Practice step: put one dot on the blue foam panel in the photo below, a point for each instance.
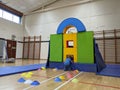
(78, 66)
(18, 69)
(111, 70)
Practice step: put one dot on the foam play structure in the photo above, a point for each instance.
(73, 40)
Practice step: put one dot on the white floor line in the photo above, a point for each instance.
(44, 81)
(67, 81)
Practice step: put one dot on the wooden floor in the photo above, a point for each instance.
(86, 81)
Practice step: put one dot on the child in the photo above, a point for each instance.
(68, 64)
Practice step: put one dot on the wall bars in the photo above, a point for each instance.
(109, 45)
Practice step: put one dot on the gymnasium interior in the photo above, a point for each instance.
(37, 36)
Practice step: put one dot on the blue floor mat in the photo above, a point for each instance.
(18, 69)
(111, 70)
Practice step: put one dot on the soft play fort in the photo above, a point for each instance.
(79, 45)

=-=-=

== GIVEN PROBLEM ==
Rewrite the lines from the one containing "Practice step: put one dot on the blue floor" through the end of the material as a numbered list, leaving out any blank lines.

== ANSWER TO THE TASK ==
1. Practice step: put one dot on the blue floor mat in the photo above, a point for each instance.
2. (18, 69)
3. (111, 70)
4. Practice step: put one dot on the soft play fort in the photo above, a point for each instance.
5. (79, 45)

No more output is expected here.